Question

If only one water molecule were oxidized by PSII, how many photons of light would have to be absorbed and transformed into chemical energy? How many NADPHs would be produced at the other end of the light reaction, and where would the electrons and protons for the last step in the light reaction come from? Explain.

In the same situation (one water oxidized), how many protons would accumulate, and where and how would they accumulate in support of making a proton gradient? Explain.

Answer 1

In case of oxidation of only one water molecule by the PSII two photons of light would have to be absorbed and transformed into chemical energy. On the other hand, if two water molecules are needed to be oxidized for the production of one NADPH molecule on the stroma side of the PSI.

Remember that the photosynthesis follows the Z scheme of electron travel from the PSII to PSI so the electrons that were generated from the oxidation of the water molecule at the PSI will go to PSII and the photons will come from the sunlight in order to generate NADPH.

The oxidation of water results into splitting of the H2O into 2H+ and O, since it is a light reaction and photons cause continuous oxidation of water molecule at PSII a lot of H+ will be produced and thus the concentration of H+ towards the internal side of the thylakoid membrane will be more this will thus drive the ATP synthase which transfers H+ down its concentration gradient and generate ATP from ADP, this is how the ATP will be produced.

Source http://en.wikipedia.org/wiki/Image:Z-scheme.png

Figure source (http://cnx.org/contents/[email protected])

The figure indicates the chemiosmosis phenomenon where the H+ ions generated at the PSII are crossing from the ATP synthase protein embedded at the thylakoid membrane to generate ATP towards the stroma side of the chloroplast.

********

Directions:
**a.** According to the photosynthesis passage, how many photons of light must be absorbed and transformed into chemical energy when PSII oxidizes only one water molecule?
**b.** Quote the photosynthesis passage word for word, everything from "Remember that the" down to "to generate NADPH.".

Dataset:
********

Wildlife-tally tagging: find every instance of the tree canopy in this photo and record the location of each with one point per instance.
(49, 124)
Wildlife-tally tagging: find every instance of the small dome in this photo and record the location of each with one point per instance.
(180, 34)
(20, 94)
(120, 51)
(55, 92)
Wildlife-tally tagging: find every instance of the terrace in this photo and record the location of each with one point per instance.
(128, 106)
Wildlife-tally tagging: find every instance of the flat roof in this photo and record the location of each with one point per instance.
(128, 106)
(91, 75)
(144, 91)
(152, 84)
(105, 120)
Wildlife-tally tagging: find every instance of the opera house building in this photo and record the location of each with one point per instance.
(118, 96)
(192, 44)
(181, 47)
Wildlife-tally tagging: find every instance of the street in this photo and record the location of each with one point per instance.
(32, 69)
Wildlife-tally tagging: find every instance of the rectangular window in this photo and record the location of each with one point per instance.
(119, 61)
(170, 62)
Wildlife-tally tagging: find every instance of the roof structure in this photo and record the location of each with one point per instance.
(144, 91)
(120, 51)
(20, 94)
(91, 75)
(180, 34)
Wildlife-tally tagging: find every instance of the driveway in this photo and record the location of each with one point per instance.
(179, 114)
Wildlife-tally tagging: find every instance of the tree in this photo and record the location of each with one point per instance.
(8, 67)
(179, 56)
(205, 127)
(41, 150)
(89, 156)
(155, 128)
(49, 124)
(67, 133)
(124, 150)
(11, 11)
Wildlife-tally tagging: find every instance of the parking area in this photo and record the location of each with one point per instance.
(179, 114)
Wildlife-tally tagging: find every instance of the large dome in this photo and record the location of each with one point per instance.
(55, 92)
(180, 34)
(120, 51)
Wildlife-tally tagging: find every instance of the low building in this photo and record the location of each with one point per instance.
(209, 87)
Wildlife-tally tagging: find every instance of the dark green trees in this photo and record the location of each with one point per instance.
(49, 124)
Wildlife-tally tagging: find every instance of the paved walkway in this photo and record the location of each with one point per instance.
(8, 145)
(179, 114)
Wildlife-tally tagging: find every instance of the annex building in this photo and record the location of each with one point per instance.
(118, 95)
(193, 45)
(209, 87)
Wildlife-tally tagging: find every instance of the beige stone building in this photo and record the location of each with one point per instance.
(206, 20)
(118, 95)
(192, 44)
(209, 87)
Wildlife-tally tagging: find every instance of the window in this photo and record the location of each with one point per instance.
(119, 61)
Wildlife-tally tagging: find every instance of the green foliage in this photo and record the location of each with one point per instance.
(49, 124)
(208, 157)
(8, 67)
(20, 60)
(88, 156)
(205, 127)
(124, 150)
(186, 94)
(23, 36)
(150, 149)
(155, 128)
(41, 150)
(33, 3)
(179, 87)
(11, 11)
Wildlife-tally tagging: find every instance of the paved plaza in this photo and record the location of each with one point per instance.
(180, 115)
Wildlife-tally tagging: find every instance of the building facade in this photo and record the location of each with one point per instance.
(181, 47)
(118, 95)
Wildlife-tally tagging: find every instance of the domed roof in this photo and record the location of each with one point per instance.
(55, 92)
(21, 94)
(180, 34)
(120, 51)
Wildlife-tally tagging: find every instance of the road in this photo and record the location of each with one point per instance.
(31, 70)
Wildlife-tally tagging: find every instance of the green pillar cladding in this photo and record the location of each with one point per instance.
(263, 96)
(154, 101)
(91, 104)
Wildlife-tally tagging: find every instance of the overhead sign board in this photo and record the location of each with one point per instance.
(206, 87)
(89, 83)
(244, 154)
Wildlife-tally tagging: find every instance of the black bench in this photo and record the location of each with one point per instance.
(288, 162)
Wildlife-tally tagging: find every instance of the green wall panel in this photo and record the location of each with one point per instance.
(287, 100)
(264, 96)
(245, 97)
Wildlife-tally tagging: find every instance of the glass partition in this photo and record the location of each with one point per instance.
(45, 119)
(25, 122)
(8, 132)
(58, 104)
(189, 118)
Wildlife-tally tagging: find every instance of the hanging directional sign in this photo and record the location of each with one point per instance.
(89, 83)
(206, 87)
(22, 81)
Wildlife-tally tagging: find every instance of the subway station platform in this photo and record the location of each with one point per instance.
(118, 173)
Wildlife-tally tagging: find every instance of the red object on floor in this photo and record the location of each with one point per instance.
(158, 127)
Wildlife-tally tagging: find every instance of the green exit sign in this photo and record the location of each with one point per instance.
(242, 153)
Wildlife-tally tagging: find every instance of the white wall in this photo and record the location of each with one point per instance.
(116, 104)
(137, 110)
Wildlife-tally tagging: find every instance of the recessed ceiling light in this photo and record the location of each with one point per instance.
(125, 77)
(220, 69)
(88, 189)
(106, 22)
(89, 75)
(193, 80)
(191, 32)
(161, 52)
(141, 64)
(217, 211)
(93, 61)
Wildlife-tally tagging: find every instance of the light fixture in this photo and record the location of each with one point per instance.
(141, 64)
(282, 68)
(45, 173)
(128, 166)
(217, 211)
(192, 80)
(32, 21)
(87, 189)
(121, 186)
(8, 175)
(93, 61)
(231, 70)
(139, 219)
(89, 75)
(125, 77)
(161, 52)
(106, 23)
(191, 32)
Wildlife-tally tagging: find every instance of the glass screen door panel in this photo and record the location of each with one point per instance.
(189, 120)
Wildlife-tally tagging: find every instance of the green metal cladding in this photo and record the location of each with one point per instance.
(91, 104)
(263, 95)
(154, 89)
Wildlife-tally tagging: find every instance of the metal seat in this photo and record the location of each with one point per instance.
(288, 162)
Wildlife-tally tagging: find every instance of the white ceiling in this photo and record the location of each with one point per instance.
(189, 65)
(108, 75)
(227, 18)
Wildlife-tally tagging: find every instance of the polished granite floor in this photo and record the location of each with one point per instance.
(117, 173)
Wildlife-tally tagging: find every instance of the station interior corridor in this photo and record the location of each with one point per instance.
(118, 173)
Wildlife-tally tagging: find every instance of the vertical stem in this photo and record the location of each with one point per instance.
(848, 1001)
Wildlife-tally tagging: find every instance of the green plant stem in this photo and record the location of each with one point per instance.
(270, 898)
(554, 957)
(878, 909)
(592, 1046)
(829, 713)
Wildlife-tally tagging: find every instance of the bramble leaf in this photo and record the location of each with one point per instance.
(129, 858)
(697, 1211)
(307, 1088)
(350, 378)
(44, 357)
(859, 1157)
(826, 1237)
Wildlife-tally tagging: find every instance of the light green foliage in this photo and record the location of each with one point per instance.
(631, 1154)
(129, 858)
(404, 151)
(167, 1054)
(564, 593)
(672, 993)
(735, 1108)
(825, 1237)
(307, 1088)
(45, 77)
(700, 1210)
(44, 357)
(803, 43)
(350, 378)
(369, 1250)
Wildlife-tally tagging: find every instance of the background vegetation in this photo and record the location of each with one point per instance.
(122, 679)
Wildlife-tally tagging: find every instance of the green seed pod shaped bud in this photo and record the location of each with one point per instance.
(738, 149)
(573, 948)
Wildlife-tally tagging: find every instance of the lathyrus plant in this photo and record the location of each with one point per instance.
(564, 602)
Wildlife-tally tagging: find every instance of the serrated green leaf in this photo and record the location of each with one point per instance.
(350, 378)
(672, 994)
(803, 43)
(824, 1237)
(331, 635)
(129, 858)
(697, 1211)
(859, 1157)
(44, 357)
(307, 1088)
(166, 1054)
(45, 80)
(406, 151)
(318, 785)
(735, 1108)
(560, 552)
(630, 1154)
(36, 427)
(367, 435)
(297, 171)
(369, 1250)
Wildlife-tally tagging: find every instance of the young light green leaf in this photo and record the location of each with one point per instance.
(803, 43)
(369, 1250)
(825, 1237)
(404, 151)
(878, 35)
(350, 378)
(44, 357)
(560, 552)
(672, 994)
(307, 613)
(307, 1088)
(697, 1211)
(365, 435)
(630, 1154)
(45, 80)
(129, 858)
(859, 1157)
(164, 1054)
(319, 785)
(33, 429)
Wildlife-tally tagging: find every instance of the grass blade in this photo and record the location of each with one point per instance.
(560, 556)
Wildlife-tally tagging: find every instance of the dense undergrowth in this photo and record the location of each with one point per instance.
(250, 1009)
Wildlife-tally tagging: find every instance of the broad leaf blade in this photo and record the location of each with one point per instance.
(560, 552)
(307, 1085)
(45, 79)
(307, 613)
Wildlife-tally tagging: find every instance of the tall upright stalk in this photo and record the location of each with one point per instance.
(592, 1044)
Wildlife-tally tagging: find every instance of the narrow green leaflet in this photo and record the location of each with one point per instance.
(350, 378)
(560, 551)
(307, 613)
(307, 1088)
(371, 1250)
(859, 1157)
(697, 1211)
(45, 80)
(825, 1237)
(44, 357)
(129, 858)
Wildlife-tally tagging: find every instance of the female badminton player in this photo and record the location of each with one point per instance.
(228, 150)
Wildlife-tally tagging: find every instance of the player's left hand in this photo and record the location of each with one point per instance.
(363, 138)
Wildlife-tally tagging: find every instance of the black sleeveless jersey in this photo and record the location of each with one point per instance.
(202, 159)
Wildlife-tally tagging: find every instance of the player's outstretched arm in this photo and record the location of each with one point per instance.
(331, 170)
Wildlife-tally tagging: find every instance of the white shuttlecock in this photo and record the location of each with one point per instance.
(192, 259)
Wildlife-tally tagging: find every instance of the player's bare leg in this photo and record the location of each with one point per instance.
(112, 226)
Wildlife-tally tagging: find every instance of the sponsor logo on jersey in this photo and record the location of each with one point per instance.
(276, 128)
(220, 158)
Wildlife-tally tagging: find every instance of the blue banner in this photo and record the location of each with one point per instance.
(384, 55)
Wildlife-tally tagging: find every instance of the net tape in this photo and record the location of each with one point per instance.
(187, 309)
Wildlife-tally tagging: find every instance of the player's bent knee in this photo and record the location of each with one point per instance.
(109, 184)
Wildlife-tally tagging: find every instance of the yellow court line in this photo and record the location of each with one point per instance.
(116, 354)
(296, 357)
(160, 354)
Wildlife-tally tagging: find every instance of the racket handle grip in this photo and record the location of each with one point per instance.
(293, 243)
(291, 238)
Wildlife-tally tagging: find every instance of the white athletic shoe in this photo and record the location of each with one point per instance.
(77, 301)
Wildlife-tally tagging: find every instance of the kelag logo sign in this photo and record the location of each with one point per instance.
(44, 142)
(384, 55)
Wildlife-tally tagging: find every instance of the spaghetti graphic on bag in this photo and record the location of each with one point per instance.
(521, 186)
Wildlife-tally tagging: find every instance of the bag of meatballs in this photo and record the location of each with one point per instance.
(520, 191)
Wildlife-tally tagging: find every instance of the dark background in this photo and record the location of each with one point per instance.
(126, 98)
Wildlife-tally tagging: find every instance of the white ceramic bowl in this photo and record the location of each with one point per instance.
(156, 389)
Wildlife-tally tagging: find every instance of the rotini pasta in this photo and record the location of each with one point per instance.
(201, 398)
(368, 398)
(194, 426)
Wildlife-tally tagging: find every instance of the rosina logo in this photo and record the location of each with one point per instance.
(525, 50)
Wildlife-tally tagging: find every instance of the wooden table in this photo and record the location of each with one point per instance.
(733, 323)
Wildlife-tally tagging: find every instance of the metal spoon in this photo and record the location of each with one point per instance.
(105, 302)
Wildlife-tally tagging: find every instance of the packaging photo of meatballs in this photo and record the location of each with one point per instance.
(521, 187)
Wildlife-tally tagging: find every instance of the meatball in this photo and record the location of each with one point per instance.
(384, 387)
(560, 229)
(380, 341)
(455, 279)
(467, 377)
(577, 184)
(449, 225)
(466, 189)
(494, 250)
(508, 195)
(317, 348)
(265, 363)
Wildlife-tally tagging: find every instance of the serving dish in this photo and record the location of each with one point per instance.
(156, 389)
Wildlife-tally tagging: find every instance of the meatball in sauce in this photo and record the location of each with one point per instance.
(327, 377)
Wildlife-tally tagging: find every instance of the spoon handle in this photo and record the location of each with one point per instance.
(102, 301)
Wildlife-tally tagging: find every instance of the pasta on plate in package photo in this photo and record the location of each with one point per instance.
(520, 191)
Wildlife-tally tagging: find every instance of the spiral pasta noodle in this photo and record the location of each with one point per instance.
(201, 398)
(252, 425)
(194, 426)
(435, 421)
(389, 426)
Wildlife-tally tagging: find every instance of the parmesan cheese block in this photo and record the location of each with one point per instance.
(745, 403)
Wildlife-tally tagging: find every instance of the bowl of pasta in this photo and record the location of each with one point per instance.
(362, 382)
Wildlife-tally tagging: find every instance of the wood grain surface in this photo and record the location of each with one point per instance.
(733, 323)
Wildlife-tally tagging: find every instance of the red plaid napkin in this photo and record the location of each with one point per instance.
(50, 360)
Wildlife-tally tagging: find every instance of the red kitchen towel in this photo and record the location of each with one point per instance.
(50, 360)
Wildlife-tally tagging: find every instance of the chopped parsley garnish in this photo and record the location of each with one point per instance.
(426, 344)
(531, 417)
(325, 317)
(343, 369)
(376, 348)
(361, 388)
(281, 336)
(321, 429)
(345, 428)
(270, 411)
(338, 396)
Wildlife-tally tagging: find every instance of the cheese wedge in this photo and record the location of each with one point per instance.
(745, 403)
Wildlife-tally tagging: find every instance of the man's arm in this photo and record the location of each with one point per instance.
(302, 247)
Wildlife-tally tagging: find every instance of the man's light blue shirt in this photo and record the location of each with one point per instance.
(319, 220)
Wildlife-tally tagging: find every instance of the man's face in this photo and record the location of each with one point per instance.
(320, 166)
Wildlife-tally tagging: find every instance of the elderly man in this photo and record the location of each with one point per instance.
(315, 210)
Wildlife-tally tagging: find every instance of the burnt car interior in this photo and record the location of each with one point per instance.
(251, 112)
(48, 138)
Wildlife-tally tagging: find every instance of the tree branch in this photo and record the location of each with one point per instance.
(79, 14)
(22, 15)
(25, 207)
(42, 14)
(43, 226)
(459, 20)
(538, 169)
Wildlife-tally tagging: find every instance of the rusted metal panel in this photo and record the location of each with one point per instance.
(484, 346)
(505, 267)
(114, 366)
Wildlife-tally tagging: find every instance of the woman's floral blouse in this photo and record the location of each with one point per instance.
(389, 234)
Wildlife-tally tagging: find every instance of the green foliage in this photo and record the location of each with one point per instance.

********

Solution set:
**a.** Two photons.

**b.**
Remember that the photosynthesis follows the Z scheme of electron travel from the PSII to PSI so the electrons that were generated from the oxidation of the water molecule at the PSI will go to PSII and the photons will come from the sunlight in order to generate NADPH.